■ WORK REQUEST ■
When you copy the entries, omit the images and keep every word as it is.

··········

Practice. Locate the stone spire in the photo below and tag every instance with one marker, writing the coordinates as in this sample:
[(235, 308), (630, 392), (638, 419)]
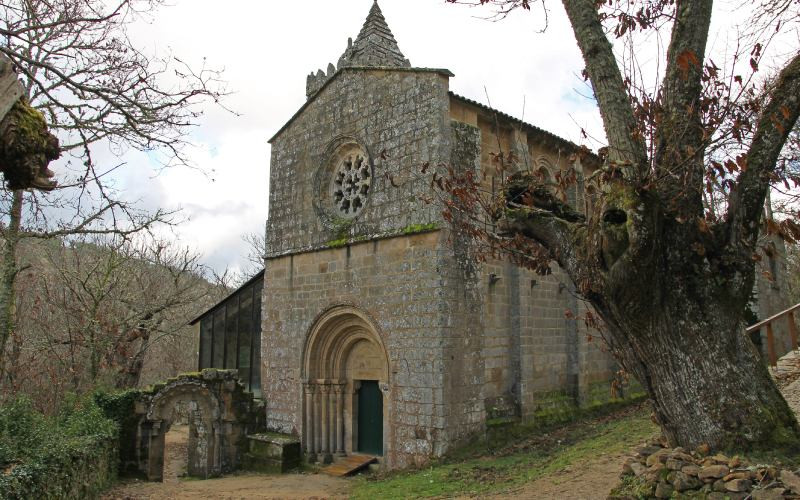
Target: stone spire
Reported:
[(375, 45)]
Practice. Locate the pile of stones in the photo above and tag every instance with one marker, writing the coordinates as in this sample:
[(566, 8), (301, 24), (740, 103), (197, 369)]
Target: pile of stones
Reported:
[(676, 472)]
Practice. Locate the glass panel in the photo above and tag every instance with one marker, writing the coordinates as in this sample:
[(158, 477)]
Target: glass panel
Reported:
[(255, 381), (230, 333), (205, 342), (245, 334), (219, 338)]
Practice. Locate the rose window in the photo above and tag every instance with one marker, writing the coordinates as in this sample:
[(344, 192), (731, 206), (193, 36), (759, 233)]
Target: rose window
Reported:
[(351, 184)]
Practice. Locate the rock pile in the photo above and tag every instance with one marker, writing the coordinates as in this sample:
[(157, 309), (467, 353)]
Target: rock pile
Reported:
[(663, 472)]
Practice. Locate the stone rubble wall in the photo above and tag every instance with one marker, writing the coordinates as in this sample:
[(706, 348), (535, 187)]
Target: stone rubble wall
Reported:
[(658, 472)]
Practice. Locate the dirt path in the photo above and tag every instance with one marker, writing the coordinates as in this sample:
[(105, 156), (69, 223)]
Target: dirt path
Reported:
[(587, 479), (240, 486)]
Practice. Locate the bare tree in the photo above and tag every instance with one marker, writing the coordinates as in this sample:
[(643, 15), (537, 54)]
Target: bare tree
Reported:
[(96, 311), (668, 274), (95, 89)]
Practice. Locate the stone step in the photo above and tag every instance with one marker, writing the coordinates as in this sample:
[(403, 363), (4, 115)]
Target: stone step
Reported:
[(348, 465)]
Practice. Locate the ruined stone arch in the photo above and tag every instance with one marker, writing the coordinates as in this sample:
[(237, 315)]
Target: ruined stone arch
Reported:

··········

■ WRITTEN SOLUTION ■
Practice. Locate the stone spire in the photo below and tag every instance with one marker, writing the coordinates as in this sample:
[(235, 308), (630, 392), (638, 419)]
Target: stone spire
Reported:
[(375, 45)]
Practice. Locate the pile of stones in the photo above and tag every instance with one marker, writing the coordinates as in this sample:
[(566, 8), (301, 24), (740, 103), (197, 369)]
Target: pile of stones
Reported:
[(676, 472)]
Practice. Locate the glass panel in the photo above and tag every instance with one marker, writing the coordinates as in this sample:
[(158, 477)]
Target: glass panel
Reported:
[(255, 381), (230, 333), (205, 342), (245, 334), (219, 338)]
Practice. Locate the rose window in the photo above and tag every instance with one marker, writing the coordinates as in this sample:
[(344, 192), (731, 206), (193, 36), (759, 233)]
Target: rose window
Reported:
[(351, 184)]
Practice. Locate the rock pile in the photo above and tag every instance with one marker, writing the coordinates as in this sample:
[(157, 309), (467, 353)]
Target: rock pile
Reported:
[(663, 472)]
Practice. Locate the stone rubble wall in the photo above and tag every instance with one marker, writing the coordinates as in this sample:
[(706, 348), (535, 187)]
Target: stone rubble wall
Reported:
[(658, 472)]
Practice. Locate the dirt path in the photo above and tag every instance with one marker, writing the coordinates as in this sample:
[(105, 156), (69, 223)]
Target: dirt path
Reported:
[(587, 479), (240, 486)]
Practice. Locate the bare tree in the photo above and tag every instance with one marker, writing the coordinates as in this sample:
[(643, 15), (537, 54)]
Target: bare tree
Reported:
[(96, 311), (668, 274), (95, 89)]
Practice. Locate the stone step in the photo above and tag every instance with one marker, writing the coordinates as in this sample:
[(403, 363), (4, 115)]
Target: stone step
Reported:
[(348, 465)]
Practice. Locate the ruined stone arch in the photo above and tag every instance with one marker, writing the coordinates as in this sample:
[(237, 315)]
Target: ruined stone arch
Reported:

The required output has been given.